Passage provided -
----------
Sitka Fine Arts Camp - My Family Travels

When someone mentions Alaska, everyone else invariably thinks of the movie “Into the Wild,” or of barren, snow-covered plains covered by darkness for half of the year. But in Sitka, AK, the small island town where I attended Sitka Fine Arts Camp, there are no wind-swept ice sheets or thirty days of night. The only snow I found was at the very top of Mount Verstovia, covering the last 300 feet of the trail that twisted its way through trees and over rocks to the crest, situated at around 2500 feet. Darkness fell every night, except on the Fourth of July, when explosions lit the night sky from dusk until dawn, and every morning the sun rose right on time, although you usually couldn’t see it because of the clouds.

What there is in Sitka is an explosion of green, almost continuous precipitation, an abundance of clean air and an amazing sense of community. Eagles and ravens populate the skies, and to the residents, they are as common as songbirds. The surrounding mountains glow in the occasional sunbeams that break through the cloud cover, and small islands dot the water.

Sitka Fine Arts Camp (SFAC), a two-week summer camp for high school students situated in an Air Force base turned boarding school, draws about 180 students every year. The camp focuses on all styles of art, from composition and photography to improvisation, choir, and acrobatics. Each of the campers, counselors, and teachers who attend camp is a unique person, and the level of acceptance and fun throughout the two weeks is phenomenal.

When my aunt pulled up to the entrance of the main camp building on the first day of camp, my stomach seemed to be filled with something small and winged. Maybe moths; they weren’t quite big enough to be butterflies. I had attended camp the summer before, and kept in touch with many of the friends I had made, most of whom were returning this year. But everyone changes, especially in a year filled with normal school life and friends, and I was afraid that everything would have changed too much. However, my moths were assuaged the second I walked through the doorway, as a friend I hadn’t spoken to in at least a couple months yelled “Hey!” and ran across the room to hug me. As more people arrived, it seemed as if we had never left, falling into our old friendships and creating new ones with an astounding vigor.
----------
Material for this task -

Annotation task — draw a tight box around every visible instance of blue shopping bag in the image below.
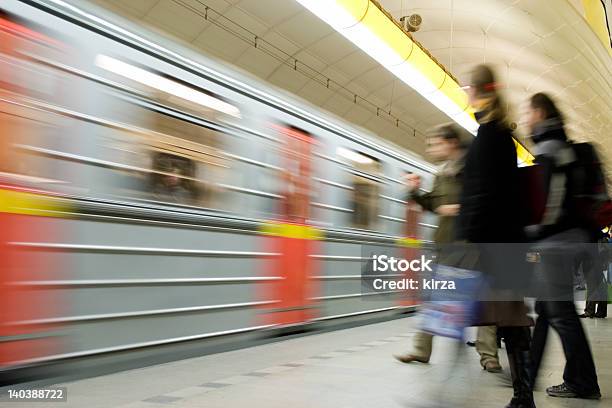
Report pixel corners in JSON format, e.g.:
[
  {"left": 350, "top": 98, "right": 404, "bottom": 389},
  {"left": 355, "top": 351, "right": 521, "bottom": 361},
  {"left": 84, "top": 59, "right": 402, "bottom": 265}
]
[{"left": 420, "top": 265, "right": 485, "bottom": 339}]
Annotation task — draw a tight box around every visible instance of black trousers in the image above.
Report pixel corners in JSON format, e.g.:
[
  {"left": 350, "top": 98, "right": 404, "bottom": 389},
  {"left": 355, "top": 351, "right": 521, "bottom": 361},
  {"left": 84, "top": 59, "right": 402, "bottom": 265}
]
[{"left": 531, "top": 300, "right": 599, "bottom": 395}]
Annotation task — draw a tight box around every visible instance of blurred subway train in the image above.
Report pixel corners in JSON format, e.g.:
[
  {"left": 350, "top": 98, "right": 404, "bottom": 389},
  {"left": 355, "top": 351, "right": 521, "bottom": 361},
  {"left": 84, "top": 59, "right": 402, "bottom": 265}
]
[{"left": 0, "top": 0, "right": 436, "bottom": 384}]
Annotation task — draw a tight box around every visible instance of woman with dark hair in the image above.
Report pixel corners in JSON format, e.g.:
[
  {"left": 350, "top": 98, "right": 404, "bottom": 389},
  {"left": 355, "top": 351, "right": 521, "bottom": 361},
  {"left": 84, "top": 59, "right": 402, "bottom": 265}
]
[
  {"left": 527, "top": 93, "right": 607, "bottom": 399},
  {"left": 458, "top": 65, "right": 535, "bottom": 408},
  {"left": 395, "top": 124, "right": 501, "bottom": 373}
]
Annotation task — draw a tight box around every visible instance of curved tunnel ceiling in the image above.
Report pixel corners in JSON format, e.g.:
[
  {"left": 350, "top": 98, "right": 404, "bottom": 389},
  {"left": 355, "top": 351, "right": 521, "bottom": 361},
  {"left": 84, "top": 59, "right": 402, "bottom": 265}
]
[{"left": 89, "top": 0, "right": 612, "bottom": 174}]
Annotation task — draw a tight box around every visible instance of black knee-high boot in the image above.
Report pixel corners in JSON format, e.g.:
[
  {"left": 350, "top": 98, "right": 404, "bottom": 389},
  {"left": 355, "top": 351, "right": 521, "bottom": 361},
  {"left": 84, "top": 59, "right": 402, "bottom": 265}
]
[{"left": 503, "top": 327, "right": 535, "bottom": 408}]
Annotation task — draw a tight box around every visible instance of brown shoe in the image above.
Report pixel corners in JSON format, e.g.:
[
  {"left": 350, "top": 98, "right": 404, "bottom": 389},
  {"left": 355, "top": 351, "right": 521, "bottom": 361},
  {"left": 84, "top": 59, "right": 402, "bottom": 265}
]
[
  {"left": 393, "top": 354, "right": 429, "bottom": 364},
  {"left": 482, "top": 360, "right": 501, "bottom": 373}
]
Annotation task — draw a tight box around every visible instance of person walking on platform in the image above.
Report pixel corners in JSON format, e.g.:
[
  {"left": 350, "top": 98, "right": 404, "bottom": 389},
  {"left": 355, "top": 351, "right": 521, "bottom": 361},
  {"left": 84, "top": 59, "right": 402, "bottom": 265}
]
[
  {"left": 579, "top": 236, "right": 608, "bottom": 319},
  {"left": 457, "top": 65, "right": 535, "bottom": 408},
  {"left": 395, "top": 125, "right": 501, "bottom": 372},
  {"left": 527, "top": 93, "right": 601, "bottom": 399}
]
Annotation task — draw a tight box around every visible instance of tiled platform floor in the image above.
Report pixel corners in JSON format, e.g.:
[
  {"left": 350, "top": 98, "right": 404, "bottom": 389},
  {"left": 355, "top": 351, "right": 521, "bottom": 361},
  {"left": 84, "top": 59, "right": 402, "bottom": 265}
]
[{"left": 0, "top": 308, "right": 612, "bottom": 408}]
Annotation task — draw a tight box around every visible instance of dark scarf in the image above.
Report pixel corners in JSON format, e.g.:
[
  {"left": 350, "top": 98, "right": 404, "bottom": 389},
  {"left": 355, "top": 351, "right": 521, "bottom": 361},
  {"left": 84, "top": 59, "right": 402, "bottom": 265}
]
[{"left": 531, "top": 118, "right": 567, "bottom": 144}]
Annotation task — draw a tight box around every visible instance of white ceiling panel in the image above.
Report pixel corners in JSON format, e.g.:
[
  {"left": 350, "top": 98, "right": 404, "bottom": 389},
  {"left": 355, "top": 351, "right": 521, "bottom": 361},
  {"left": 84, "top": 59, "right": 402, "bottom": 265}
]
[{"left": 95, "top": 0, "right": 612, "bottom": 163}]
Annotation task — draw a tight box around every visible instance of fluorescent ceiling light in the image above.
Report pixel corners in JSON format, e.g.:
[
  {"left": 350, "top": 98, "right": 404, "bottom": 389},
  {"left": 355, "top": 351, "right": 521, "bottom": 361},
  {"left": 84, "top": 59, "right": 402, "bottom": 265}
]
[
  {"left": 296, "top": 0, "right": 533, "bottom": 163},
  {"left": 336, "top": 147, "right": 373, "bottom": 164},
  {"left": 96, "top": 54, "right": 240, "bottom": 118},
  {"left": 296, "top": 0, "right": 478, "bottom": 134}
]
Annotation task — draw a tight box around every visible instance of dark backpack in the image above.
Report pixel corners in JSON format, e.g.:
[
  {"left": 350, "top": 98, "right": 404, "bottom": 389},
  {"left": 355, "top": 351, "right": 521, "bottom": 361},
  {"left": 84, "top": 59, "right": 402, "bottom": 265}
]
[{"left": 570, "top": 143, "right": 612, "bottom": 231}]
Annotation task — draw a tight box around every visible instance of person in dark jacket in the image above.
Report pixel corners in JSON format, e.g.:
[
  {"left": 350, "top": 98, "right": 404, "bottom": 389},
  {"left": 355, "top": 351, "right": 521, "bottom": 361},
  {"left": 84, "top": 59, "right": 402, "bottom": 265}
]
[
  {"left": 527, "top": 93, "right": 601, "bottom": 399},
  {"left": 395, "top": 125, "right": 501, "bottom": 373},
  {"left": 458, "top": 65, "right": 535, "bottom": 408}
]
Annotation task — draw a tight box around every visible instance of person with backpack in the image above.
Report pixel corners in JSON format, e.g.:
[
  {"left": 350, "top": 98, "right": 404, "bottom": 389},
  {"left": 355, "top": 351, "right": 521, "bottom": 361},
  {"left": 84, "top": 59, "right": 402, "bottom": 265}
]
[{"left": 526, "top": 93, "right": 601, "bottom": 399}]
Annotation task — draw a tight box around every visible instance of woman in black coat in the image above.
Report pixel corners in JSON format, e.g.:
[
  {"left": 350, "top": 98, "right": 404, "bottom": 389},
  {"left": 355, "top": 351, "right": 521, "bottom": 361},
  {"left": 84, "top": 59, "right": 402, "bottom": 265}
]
[{"left": 458, "top": 65, "right": 535, "bottom": 408}]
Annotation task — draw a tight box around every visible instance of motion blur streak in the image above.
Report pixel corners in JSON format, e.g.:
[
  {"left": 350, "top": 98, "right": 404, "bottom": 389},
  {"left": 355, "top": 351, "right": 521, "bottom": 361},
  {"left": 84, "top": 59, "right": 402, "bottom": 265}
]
[{"left": 0, "top": 0, "right": 435, "bottom": 383}]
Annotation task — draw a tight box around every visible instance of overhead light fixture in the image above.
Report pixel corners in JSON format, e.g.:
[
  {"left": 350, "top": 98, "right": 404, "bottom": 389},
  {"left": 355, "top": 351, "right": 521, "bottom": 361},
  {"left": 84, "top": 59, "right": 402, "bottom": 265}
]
[
  {"left": 336, "top": 147, "right": 373, "bottom": 164},
  {"left": 296, "top": 0, "right": 478, "bottom": 134},
  {"left": 296, "top": 0, "right": 533, "bottom": 164},
  {"left": 96, "top": 54, "right": 240, "bottom": 118}
]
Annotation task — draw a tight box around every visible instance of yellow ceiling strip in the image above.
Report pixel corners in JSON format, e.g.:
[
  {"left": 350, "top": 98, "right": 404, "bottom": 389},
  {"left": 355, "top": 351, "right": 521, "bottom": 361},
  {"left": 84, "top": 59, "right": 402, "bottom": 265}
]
[
  {"left": 582, "top": 0, "right": 612, "bottom": 53},
  {"left": 296, "top": 0, "right": 533, "bottom": 159}
]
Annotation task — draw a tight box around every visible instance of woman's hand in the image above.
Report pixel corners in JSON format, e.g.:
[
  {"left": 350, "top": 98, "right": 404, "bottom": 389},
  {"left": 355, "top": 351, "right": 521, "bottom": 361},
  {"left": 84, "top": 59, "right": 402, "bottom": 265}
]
[
  {"left": 404, "top": 173, "right": 421, "bottom": 192},
  {"left": 436, "top": 204, "right": 459, "bottom": 217}
]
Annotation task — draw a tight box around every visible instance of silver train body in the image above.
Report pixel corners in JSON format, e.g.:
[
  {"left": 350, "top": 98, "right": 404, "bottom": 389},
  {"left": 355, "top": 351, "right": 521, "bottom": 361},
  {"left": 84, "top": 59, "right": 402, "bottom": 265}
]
[{"left": 0, "top": 0, "right": 436, "bottom": 380}]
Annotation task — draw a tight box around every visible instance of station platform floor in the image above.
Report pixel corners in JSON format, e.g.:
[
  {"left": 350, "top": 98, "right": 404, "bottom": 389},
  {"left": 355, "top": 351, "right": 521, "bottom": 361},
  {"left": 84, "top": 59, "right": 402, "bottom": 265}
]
[{"left": 7, "top": 307, "right": 612, "bottom": 408}]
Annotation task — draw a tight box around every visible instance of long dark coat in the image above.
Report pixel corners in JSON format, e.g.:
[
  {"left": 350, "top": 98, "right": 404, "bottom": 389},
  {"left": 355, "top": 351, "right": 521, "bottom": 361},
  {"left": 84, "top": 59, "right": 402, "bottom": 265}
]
[{"left": 457, "top": 121, "right": 532, "bottom": 327}]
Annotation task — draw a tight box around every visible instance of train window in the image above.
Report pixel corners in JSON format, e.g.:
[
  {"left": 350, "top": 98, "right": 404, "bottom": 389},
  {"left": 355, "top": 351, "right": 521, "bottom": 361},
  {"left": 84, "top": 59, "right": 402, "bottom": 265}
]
[
  {"left": 95, "top": 54, "right": 240, "bottom": 118},
  {"left": 337, "top": 148, "right": 381, "bottom": 230}
]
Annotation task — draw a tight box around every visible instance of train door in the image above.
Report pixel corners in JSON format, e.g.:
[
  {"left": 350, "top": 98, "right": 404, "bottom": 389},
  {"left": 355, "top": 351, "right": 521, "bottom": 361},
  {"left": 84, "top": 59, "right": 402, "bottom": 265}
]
[
  {"left": 264, "top": 126, "right": 320, "bottom": 326},
  {"left": 0, "top": 11, "right": 66, "bottom": 385}
]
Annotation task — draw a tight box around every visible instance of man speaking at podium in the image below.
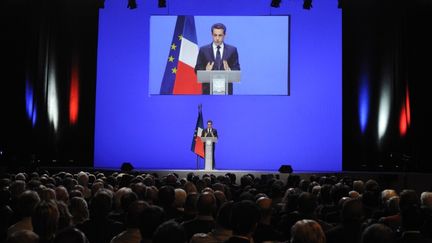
----------
Tasks to complete -
a - Pick out each line of the records that contains the word "light", and copy those lines.
b - Proceed with the personal essay about Sitka Fine Arts Camp, writing on from its last sentence.

Expected outputs -
a -
Annotation task — draw a tight box around every visible instance of fluorescent ceiling light in the image above.
Annotation task — draw a tight box around every visible instance of overhead light fixture in the image above.

b -
It has always seemed to me as if camp takes an entire school year and compresses it into two weeks, filtering out all of the grudges and drama. Relationships form and break, people laugh and cry, but there is always an air of relaxed friendliness, an acceptance of who you are at face value. The only way I can explain it is to declare that SFAC creates its own reality, a reality separate from the rest of your life, in which you can be who you are and no one will judge you. It is a place where you spend your time having impromptu sing-alongs to the Beatles while playing pool, as well as playing cards while eating candy and smoked salmon in the middle of your dorm hallway. A place where everyone dresses in their most outrageous costumes for the Independence Day parade; something that, anywhere else, they would probably be ridiculed for. A reality in which you can spend your days doing what you enjoy with people you love, and carry the memories of throughout the rest of your life.

I know I will.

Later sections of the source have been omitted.